**YOUR TASK**.
Locate each line with the string "outline" in the listing below and copy it.
·····
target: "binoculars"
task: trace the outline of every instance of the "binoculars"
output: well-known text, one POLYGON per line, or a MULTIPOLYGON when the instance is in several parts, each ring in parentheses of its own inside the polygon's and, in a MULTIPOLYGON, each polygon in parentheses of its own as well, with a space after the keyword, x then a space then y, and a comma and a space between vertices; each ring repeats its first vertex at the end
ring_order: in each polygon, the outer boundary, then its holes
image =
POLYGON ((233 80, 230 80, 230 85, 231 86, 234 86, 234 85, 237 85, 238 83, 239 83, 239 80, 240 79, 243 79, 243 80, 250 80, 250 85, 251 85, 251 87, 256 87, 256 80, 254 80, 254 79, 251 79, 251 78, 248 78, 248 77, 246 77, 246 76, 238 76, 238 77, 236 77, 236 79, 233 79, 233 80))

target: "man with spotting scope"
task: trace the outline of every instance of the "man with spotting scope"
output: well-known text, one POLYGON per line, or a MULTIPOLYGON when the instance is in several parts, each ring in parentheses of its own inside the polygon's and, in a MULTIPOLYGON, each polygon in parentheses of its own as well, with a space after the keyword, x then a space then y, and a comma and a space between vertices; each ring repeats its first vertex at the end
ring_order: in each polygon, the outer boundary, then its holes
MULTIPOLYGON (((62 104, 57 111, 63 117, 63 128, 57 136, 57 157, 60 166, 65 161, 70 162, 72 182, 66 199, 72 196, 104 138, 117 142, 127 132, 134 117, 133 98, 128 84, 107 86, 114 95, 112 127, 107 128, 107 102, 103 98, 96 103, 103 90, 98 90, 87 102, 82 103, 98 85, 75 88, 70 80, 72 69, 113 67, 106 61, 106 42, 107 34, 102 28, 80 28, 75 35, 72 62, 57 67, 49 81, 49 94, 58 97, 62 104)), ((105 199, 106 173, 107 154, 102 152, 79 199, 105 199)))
·····
**PROBLEM SOLUTION**.
task: trace the outline of every instance of the "binoculars"
task: trace the outline of every instance of the "man with spotting scope"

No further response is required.